— start of DATASET CONTENT —
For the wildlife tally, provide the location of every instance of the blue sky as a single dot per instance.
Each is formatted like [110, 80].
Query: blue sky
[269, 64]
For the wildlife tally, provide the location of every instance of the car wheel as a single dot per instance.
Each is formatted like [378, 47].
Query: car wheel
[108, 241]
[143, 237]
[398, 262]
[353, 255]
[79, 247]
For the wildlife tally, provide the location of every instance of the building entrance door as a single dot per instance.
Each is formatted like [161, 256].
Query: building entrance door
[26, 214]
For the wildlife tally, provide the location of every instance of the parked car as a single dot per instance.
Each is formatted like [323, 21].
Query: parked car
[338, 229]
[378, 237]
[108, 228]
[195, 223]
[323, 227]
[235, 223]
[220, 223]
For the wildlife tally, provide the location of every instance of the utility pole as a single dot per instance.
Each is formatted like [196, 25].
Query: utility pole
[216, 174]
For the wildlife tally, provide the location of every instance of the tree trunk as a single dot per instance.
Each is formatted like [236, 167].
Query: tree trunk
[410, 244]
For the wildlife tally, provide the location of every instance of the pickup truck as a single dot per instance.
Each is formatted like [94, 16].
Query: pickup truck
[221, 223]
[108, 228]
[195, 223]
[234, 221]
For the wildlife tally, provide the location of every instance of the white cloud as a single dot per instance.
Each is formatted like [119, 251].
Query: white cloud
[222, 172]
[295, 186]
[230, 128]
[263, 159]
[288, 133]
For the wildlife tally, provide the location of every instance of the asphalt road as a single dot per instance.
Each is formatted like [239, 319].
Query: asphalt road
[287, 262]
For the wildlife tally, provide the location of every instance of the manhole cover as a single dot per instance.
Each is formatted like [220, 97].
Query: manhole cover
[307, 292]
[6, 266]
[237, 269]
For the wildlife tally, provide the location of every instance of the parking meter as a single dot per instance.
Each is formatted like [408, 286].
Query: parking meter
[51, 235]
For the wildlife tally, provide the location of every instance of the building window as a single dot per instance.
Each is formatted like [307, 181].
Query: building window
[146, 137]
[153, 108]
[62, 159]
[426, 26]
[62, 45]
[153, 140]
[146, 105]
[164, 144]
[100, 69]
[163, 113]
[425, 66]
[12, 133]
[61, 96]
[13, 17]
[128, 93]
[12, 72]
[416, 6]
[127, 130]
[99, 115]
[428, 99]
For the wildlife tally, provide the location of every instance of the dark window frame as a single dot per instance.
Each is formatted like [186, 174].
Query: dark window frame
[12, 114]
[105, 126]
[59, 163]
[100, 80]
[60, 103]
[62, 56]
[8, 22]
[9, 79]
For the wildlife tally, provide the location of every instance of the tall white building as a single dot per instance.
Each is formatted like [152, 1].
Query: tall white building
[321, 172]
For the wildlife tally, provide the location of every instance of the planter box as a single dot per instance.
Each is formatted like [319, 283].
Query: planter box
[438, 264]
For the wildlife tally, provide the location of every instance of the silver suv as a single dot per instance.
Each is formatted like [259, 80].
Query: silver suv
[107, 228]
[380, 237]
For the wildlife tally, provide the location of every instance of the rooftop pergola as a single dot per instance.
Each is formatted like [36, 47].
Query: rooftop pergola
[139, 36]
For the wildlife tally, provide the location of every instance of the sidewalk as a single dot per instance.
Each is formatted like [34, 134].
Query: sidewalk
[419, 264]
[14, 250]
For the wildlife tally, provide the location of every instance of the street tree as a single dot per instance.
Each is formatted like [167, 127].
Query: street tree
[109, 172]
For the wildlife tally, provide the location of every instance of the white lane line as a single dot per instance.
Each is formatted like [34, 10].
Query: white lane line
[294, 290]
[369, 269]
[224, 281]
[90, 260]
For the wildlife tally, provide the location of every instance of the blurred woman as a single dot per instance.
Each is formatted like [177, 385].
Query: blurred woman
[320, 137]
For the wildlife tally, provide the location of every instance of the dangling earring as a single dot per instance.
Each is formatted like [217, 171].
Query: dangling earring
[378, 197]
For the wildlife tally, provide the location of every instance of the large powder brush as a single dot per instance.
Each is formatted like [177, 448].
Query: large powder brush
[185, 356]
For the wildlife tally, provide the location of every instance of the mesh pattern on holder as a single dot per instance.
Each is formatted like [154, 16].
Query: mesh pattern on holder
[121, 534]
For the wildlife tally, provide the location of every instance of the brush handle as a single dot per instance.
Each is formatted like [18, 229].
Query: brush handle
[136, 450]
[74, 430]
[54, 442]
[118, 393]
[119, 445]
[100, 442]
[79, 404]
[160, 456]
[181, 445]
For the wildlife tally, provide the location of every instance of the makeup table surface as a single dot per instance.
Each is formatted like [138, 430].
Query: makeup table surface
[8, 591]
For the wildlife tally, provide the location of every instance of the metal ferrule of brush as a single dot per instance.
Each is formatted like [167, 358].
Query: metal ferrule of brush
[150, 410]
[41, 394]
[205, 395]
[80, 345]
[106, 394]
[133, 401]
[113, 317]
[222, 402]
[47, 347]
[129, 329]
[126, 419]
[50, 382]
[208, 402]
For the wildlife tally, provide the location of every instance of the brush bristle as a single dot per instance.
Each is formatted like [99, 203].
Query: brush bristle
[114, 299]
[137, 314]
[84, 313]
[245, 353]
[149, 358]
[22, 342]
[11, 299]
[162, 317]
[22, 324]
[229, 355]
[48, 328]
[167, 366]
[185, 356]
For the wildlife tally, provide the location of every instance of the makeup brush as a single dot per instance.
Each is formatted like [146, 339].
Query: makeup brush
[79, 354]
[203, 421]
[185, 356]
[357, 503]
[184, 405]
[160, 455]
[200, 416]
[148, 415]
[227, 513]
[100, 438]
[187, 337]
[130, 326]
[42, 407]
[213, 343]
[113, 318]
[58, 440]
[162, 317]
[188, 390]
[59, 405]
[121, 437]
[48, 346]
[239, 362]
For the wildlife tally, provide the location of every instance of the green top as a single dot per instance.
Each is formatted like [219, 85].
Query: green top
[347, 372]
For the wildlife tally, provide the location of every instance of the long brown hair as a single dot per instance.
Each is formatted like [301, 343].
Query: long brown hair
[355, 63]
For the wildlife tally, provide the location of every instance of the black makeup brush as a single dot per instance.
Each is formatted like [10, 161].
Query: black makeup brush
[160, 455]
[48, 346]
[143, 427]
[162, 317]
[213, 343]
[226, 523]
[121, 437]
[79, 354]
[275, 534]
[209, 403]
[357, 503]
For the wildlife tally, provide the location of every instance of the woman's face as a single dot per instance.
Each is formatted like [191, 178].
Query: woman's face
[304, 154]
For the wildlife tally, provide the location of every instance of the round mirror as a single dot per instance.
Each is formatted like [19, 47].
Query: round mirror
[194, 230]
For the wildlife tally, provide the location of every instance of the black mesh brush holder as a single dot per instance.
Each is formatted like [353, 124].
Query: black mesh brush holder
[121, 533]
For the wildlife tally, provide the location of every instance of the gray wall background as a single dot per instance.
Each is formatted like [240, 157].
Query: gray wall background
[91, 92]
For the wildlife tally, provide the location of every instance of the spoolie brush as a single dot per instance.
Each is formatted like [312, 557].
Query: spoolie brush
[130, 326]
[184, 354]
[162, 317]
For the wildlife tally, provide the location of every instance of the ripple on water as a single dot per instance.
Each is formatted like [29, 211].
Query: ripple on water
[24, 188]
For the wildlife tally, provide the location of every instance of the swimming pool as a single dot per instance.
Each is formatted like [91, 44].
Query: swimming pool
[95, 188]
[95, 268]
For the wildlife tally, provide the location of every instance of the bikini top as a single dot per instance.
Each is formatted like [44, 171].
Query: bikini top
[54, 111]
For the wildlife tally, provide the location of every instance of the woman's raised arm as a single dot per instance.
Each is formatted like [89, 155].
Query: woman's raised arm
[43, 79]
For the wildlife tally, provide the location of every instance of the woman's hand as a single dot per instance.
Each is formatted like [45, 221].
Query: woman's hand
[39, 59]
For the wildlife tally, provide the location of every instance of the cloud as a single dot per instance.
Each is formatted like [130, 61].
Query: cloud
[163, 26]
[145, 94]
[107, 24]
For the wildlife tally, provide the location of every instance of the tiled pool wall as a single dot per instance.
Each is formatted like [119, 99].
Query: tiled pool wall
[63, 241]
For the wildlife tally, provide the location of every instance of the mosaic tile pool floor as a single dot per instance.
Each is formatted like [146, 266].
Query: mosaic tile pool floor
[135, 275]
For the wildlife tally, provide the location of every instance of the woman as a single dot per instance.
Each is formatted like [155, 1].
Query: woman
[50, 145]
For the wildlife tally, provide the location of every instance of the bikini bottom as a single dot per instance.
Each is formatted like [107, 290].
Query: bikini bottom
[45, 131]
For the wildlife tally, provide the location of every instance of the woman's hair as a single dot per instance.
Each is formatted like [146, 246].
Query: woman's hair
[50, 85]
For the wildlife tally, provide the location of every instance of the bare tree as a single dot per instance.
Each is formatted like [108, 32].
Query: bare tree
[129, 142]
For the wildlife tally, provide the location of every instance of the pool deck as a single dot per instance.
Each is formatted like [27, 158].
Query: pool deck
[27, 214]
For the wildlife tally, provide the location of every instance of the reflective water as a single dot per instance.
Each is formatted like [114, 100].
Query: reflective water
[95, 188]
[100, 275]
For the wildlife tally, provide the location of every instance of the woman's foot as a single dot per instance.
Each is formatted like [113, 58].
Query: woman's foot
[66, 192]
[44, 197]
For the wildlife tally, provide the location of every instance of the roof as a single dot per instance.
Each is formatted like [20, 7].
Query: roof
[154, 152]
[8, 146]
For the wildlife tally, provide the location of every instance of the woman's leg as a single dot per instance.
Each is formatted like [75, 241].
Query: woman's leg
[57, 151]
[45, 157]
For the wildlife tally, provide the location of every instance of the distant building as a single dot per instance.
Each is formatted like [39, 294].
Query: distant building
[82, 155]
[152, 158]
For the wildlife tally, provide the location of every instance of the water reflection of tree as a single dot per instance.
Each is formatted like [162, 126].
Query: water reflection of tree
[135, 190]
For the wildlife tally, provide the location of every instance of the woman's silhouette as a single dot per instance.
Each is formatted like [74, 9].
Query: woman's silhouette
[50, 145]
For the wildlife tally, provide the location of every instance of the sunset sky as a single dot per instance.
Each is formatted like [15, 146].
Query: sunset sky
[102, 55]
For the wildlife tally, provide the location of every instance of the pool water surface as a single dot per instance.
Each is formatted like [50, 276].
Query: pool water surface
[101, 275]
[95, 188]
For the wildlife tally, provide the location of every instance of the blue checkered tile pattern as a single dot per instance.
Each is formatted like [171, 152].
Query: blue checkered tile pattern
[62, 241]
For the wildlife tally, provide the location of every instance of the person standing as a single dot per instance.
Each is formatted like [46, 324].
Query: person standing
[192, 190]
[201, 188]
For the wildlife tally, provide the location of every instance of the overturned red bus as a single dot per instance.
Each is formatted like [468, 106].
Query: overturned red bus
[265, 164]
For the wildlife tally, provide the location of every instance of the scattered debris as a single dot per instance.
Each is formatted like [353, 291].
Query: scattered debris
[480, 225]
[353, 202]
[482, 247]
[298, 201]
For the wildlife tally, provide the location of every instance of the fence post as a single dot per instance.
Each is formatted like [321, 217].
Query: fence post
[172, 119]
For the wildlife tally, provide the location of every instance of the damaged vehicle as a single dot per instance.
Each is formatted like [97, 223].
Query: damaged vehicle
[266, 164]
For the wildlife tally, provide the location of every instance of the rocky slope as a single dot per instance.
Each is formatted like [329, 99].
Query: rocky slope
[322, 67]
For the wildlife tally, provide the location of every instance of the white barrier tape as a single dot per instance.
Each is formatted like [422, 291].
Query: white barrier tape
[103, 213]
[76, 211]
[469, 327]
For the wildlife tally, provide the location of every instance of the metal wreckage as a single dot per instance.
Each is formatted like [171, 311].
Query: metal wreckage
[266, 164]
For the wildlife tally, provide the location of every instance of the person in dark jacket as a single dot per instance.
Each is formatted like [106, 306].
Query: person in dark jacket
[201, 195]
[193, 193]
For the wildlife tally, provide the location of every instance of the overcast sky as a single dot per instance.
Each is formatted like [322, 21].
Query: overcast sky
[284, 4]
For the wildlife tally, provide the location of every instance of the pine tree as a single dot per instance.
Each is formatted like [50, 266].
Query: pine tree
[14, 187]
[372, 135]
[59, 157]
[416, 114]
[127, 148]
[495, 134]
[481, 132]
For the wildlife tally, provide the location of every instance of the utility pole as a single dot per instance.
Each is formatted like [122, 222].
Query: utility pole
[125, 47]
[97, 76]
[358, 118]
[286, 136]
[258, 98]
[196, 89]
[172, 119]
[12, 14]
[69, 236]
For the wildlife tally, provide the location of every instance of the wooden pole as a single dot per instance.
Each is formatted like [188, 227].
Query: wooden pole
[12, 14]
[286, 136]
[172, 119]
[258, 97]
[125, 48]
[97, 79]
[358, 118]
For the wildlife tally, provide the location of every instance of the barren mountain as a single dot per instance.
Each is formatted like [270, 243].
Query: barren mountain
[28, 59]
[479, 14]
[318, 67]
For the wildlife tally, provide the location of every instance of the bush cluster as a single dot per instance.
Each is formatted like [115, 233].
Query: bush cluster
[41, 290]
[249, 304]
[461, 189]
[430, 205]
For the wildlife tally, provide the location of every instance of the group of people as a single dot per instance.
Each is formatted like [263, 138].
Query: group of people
— end of DATASET CONTENT —
**WHAT IS NEEDED**
Every line from the one holding "overcast sky as a single dot per instance." through the final line of the listing must be echoed exactly; leave out all other lines.

**CORRECT RESPONSE**
For the wildlife tally, provide the location of every instance of the overcast sky as a single dot per instance.
Each is formatted like [322, 21].
Query: overcast sky
[284, 4]
For the wildlife tally, provide the location of every instance of the pine tree as a single dot per instance.
Each is formatted like [50, 266].
Query: pine tree
[14, 187]
[372, 135]
[59, 157]
[416, 114]
[127, 148]
[495, 134]
[481, 132]
For the wildlife tally, provide the location of every instance of the utility pole as a single dot per instance.
Each is formatted like [122, 222].
Query: utility pole
[125, 47]
[97, 76]
[358, 118]
[286, 136]
[258, 98]
[196, 89]
[172, 119]
[12, 14]
[69, 236]
For the wildlife tally, provide the location of every instance of the wooden pole as a single dot per instance.
Each is formatted like [188, 227].
Query: wooden pole
[12, 14]
[286, 136]
[172, 119]
[258, 97]
[125, 48]
[97, 79]
[358, 118]
For the wildlife tally, provide the location of every instance of the barren mountain as a single dot per instance.
Each is formatted like [270, 243].
Query: barren mountain
[28, 59]
[479, 14]
[318, 67]
For the wildlife tally, provide the location of every instance of the bush cluster as a single dot per instance.
Each is formatted like [115, 233].
Query: bush cluster
[41, 290]
[249, 304]
[461, 189]
[430, 205]
For the wildlife tally, provide the location of every instance of the group of people as a single dot per instance.
Each is formatted like [263, 138].
Query: group of people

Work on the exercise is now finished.